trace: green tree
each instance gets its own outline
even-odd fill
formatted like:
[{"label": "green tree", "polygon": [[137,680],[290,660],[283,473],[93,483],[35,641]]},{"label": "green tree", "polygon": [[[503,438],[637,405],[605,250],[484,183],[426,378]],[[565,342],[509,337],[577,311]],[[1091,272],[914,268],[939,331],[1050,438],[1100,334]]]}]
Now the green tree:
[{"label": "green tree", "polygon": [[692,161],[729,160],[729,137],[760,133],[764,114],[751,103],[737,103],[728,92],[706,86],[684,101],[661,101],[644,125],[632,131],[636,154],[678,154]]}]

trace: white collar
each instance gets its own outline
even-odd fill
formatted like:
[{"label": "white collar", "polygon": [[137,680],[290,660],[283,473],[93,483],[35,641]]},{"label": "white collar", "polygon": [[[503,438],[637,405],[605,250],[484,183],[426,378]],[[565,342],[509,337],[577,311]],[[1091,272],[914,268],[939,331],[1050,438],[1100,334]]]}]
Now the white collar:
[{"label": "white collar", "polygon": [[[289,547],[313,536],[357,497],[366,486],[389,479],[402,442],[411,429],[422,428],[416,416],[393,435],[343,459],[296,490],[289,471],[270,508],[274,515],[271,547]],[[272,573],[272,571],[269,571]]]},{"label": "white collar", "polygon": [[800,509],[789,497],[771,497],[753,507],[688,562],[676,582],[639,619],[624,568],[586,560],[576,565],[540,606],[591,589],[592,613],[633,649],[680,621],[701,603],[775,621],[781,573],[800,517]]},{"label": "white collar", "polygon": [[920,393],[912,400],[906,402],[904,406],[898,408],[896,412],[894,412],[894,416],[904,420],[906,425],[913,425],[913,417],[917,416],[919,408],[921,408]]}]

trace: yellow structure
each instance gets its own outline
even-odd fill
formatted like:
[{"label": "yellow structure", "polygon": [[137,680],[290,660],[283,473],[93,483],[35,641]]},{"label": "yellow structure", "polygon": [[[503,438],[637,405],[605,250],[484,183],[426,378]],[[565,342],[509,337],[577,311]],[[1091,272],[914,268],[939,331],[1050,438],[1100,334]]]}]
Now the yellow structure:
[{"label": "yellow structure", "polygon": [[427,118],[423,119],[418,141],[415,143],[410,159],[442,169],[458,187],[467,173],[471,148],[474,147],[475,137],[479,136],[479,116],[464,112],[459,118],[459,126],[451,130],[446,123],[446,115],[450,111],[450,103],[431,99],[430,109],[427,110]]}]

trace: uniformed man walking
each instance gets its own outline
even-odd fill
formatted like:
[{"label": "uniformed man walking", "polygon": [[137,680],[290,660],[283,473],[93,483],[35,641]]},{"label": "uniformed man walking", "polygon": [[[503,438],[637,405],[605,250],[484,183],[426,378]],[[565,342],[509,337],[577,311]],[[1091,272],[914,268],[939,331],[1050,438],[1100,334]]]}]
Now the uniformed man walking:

GIVEN INSTRUCTION
Rewrite the lines above, substituting "nonzero fill" for "even-odd fill" wherever it occurs and leaving the rest unchanged.

EXERCISE OUTPUT
trace: green tree
each instance gets its own outline
nonzero fill
formatted like:
[{"label": "green tree", "polygon": [[137,680],[290,660],[283,473],[93,483],[35,641]]},{"label": "green tree", "polygon": [[[503,438],[637,405],[605,250],[484,183],[426,378]],[[565,342],[509,337],[577,311]],[[1091,272],[914,268],[939,331],[1050,438],[1100,334]]]}]
Now the green tree:
[{"label": "green tree", "polygon": [[692,161],[729,160],[729,137],[760,133],[764,114],[751,103],[737,103],[728,92],[706,86],[684,101],[661,101],[644,125],[632,131],[636,154],[678,154]]}]

trace: white collar
each instance gets its own outline
nonzero fill
formatted like:
[{"label": "white collar", "polygon": [[137,680],[290,660],[283,473],[93,483],[35,641]]},{"label": "white collar", "polygon": [[[503,438],[637,405],[605,250],[484,183],[426,378]],[[565,342],[509,337],[577,311]],[[1091,272],[914,268],[939,331],[1050,438],[1100,334]]]}]
Now the white collar:
[{"label": "white collar", "polygon": [[[289,547],[313,536],[357,497],[366,486],[389,479],[402,442],[411,429],[422,428],[416,416],[393,435],[343,459],[296,490],[289,471],[270,508],[274,515],[271,547]],[[272,573],[272,571],[269,571]]]},{"label": "white collar", "polygon": [[800,509],[789,497],[771,497],[753,507],[688,562],[676,582],[639,619],[624,568],[586,560],[576,565],[540,606],[591,589],[592,613],[633,649],[680,621],[701,603],[775,621],[781,573],[800,517]]},{"label": "white collar", "polygon": [[920,393],[912,400],[906,402],[904,406],[898,408],[896,412],[894,412],[894,416],[904,420],[906,425],[913,425],[913,417],[917,416],[919,408],[921,408]]}]

trace: yellow structure
each instance gets its own outline
nonzero fill
formatted like:
[{"label": "yellow structure", "polygon": [[137,680],[290,660],[283,473],[93,483],[35,641]]},{"label": "yellow structure", "polygon": [[[503,438],[637,405],[605,250],[484,183],[426,378]],[[565,342],[509,337],[577,311]],[[1091,272],[914,268],[939,331],[1050,438],[1100,334]]]}]
Now the yellow structure:
[{"label": "yellow structure", "polygon": [[427,118],[423,119],[418,141],[415,143],[410,159],[442,169],[458,187],[467,173],[471,148],[474,147],[475,137],[479,136],[479,116],[464,112],[459,118],[459,126],[451,130],[446,123],[446,115],[450,111],[450,103],[431,99],[430,109],[427,110]]}]

trace: uniformed man walking
each instance gets its own outline
nonzero fill
formatted like:
[{"label": "uniformed man walking", "polygon": [[137,680],[290,660],[283,473],[93,483],[35,641]]},{"label": "uniformed man walking", "polygon": [[[503,438],[637,405],[605,250],[484,183],[426,378]],[[565,342],[509,337],[577,311]],[[1091,272],[914,268],[939,331],[1050,438],[1100,334]]]}]
Now the uniformed man walking:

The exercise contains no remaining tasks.